== Exercise goal ==
Repeat the following lines exactly and nothing else: the line containing "In this exercise you will mark the polished" and each line after it through the end of the listing.

== Provided information ==
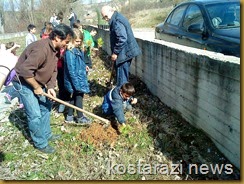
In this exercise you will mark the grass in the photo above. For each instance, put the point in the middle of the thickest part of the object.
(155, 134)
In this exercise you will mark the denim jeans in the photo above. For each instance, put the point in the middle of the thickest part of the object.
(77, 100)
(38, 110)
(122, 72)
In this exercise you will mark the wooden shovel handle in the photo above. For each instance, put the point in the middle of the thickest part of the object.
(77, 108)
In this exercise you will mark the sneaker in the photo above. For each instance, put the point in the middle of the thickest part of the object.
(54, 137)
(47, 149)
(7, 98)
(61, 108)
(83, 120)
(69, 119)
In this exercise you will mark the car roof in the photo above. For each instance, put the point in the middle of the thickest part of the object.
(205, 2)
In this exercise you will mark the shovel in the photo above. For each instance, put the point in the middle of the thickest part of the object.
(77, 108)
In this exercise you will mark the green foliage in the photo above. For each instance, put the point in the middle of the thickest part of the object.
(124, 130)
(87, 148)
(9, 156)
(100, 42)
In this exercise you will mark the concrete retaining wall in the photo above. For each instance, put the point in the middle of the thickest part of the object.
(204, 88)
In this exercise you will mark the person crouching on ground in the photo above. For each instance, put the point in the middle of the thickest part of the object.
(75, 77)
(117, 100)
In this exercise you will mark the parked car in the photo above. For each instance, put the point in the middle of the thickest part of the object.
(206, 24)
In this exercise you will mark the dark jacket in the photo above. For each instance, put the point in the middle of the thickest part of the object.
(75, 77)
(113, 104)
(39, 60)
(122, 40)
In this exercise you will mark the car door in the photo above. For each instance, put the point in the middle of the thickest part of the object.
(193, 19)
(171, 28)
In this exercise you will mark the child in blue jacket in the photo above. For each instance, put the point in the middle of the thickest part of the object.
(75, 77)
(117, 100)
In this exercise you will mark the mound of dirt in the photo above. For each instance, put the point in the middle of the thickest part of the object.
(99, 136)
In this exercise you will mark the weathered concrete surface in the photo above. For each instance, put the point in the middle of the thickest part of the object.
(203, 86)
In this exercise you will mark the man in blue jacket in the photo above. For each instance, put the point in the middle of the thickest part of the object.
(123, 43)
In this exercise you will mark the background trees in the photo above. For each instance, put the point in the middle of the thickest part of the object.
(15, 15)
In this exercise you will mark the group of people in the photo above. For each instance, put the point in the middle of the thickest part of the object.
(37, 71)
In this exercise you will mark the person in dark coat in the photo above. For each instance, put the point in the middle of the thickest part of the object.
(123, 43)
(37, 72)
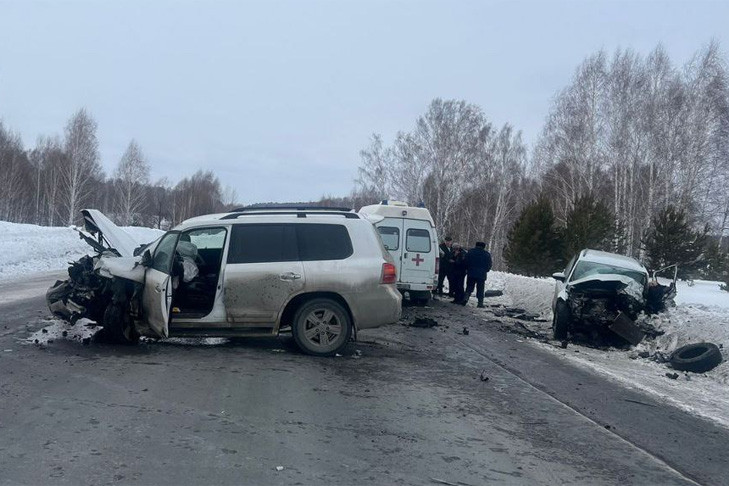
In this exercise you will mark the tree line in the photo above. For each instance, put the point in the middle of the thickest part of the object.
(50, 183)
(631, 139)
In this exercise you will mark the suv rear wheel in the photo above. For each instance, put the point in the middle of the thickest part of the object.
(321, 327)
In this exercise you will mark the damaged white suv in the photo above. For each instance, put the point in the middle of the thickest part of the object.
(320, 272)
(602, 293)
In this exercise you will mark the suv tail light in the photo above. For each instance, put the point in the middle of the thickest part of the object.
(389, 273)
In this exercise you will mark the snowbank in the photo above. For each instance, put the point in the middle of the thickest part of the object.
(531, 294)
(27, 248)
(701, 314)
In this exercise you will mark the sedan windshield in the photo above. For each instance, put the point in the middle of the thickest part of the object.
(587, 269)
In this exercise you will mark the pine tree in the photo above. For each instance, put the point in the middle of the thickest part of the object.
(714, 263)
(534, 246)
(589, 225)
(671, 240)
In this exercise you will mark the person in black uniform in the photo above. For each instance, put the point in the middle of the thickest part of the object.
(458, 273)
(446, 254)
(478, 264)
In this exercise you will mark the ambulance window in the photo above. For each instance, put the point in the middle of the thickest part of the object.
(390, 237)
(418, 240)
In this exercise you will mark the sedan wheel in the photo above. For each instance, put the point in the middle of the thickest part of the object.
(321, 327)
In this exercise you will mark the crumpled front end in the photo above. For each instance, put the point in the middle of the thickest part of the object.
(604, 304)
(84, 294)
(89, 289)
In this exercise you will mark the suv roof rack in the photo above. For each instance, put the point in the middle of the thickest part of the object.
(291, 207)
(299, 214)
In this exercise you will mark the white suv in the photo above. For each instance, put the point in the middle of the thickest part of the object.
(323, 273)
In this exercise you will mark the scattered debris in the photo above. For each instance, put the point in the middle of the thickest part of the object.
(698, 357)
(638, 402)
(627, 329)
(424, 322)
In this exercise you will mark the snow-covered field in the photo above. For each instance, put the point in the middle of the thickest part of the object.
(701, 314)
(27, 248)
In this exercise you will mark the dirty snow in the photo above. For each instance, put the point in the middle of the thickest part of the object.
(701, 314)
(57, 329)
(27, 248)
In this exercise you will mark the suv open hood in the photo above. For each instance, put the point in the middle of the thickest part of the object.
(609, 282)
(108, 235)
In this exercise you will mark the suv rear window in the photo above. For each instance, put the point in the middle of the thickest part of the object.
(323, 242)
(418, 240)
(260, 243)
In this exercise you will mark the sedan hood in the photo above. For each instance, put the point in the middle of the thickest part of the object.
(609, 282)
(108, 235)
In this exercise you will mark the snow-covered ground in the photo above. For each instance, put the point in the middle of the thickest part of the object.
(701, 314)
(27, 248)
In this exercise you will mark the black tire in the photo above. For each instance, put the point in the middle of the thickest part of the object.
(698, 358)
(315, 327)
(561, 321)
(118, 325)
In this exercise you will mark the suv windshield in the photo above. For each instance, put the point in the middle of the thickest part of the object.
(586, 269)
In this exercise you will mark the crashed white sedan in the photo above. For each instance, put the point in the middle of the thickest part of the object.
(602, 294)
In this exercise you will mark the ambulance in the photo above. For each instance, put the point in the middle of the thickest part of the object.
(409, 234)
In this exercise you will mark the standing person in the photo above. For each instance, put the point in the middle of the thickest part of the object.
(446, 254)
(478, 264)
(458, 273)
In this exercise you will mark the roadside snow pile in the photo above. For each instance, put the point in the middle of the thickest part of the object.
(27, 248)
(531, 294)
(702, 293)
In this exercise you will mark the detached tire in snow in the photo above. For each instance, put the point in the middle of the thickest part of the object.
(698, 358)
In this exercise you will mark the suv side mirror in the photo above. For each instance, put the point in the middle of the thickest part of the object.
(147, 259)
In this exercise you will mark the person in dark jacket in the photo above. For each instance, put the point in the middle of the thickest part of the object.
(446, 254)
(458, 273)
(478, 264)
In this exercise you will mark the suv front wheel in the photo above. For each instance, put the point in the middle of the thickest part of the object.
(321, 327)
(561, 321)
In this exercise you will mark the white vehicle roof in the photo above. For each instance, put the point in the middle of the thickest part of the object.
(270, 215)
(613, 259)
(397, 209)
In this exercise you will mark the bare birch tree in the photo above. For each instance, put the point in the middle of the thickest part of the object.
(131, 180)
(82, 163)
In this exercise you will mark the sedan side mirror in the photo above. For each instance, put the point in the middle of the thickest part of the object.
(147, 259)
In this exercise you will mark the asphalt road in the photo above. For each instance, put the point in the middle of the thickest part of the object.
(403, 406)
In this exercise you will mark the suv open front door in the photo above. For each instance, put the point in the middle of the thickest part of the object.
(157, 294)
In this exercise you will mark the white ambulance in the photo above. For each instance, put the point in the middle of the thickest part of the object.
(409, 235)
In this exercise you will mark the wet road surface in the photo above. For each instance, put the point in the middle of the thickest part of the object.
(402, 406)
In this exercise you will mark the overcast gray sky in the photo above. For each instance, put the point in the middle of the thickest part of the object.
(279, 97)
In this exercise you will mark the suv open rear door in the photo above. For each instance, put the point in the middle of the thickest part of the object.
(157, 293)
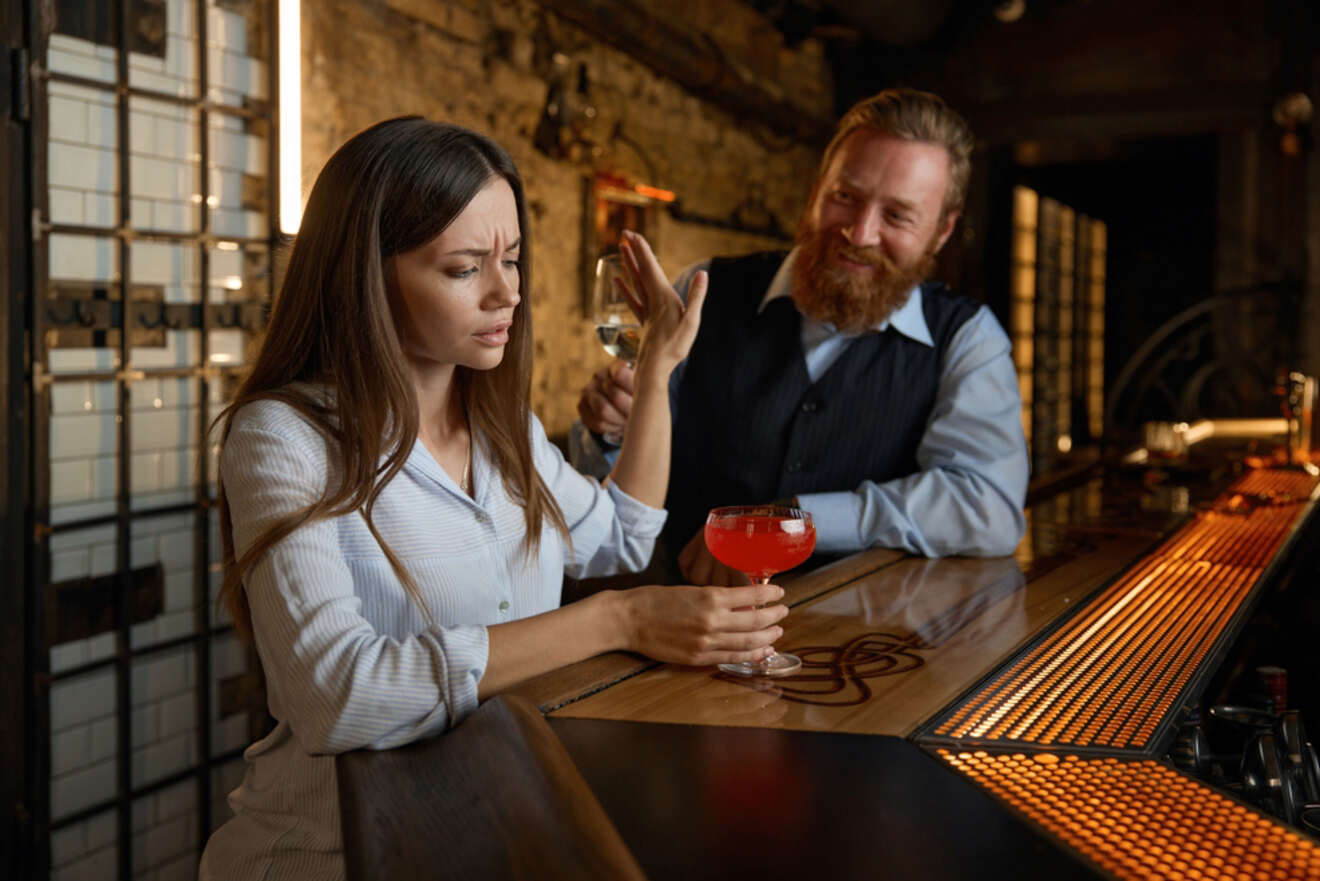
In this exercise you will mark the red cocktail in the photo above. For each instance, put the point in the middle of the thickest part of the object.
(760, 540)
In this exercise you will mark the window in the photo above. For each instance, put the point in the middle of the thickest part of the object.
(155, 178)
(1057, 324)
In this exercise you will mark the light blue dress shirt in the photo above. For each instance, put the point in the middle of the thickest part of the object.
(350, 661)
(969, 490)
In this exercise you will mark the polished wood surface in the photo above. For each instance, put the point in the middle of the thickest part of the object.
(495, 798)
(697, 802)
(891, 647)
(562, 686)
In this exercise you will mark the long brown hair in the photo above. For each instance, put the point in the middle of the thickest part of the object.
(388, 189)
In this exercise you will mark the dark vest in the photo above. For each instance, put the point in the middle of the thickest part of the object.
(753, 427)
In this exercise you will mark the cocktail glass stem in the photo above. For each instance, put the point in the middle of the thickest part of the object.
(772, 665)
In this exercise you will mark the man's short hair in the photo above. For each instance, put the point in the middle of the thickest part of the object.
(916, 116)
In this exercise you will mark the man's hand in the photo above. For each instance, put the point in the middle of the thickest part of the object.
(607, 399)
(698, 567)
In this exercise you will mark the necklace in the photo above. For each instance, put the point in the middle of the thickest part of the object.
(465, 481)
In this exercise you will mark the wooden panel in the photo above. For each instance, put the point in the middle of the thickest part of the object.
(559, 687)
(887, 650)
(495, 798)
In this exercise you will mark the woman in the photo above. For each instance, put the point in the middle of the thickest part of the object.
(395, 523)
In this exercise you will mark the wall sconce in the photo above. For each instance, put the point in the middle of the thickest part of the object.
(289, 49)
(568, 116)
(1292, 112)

== Response ==
In this exercise you will mark the polished wood surface in the photo above. For each instance, put the point in the middle of the thickest part of the object.
(495, 798)
(697, 802)
(891, 647)
(562, 686)
In this exercise you will mark the long brown hair in the photo above. For each instance, put the point in the middle of the thickest part of the object.
(388, 189)
In this exercise you will mark the dark vest in the photo above. For each instance, put the point in the middle of the thickest part of the object.
(753, 427)
In this exercise you will mark the cocktail glass stem in the photo above. For each instance, put the point in the middle of the thickest part of the object.
(772, 665)
In this exercise you will mark the man's short hair in the photo above. For each instance, put the point in the middle of the thickest part of the object.
(916, 116)
In this exercise you will mark the man's hand in the photo above. For each instance, put the point in the middle of the thickest part of the object.
(607, 399)
(698, 567)
In this exercise you will mark the necklace in the photo above. For each instance, put the point in the middle of the thickest part of the object.
(465, 481)
In this exercise you will mark the wooden panel in the photo above. For each instance, put the point in the middle of the thickest part of the object.
(559, 687)
(887, 650)
(495, 798)
In this exercise you will mark the woman in the photo above. For each instance, put the point in the middle of the thickest part of the object.
(395, 523)
In this exercise you will mark the wall sconce in the photo above. For each instance, put the point in the middle of the thickest part of the object.
(289, 49)
(568, 116)
(1292, 112)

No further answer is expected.